## PASSAGE
Methanol-Based Production of Value-Added Products like 1,5-Diaminopentane

Wendisch, V. F., Bielefeld University

Methanol, a one-carbon compound, is regarded as an attractive substrate for biotechnological production of value-added bulk products, such as amino acids and polyamines. Methanol can be utilized by a variety of bacteria and other organisms as carbon and energy source. Two strategies were followed to utilize methanol for cadaverine production, namely using non-methylotrophic Corynebacterium glutamicum and the methylotrophic Bacillus methanolicus.

## TASK 1
Answer these questions from the methanol abstract, one line each:
(a) What kind of compound does it call methanol?
(b) Which university is listed with the author?
(c) Which of the two organisms is described as methylotrophic?
## TASK 2
List every product or class of product that the methanol abstract names as a target of production from methanol.
## TASK 3
Transcribe everything in the methanol abstract from "Wendisch, V. F., Bielefeld" down to "methylotrophic Bacillus methanolicus.".
The material that comes next has no connection to the methanol abstract.

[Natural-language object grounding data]
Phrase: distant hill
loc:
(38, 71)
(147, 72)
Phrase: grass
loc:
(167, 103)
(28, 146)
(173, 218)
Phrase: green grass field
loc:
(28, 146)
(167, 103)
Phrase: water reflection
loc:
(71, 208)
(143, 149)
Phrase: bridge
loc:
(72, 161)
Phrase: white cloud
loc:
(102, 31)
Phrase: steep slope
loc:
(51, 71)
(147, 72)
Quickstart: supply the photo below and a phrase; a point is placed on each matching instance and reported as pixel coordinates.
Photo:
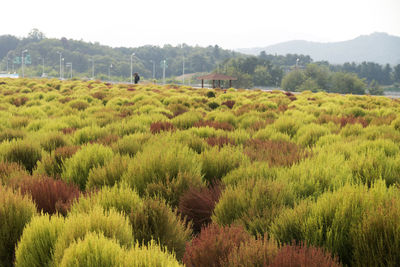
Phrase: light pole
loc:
(109, 72)
(92, 68)
(154, 68)
(60, 53)
(43, 67)
(22, 62)
(183, 67)
(69, 64)
(131, 65)
(62, 77)
(164, 61)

## TASK ANSWER 1
(a) A one-carbon compound.
(b) Bielefeld University.
(c) Bacillus methanolicus.

## TASK ANSWER 2
1,5-Diaminopentane
Amino acids
Polyamines
Cadaverine

## TASK ANSWER 3
Wendisch, V. F., Bielefeld University

Methanol, a one-carbon compound, is regarded as an attractive substrate for biotechnological production of value-added bulk products, such as amino acids and polyamines. Methanol can be utilized by a variety of bacteria and other organisms as carbon and energy source. Two strategies were followed to utilize methanol for cadaverine production, namely using non-methylotrophic Corynebacterium glutamicum and the methylotrophic Bacillus methanolicus.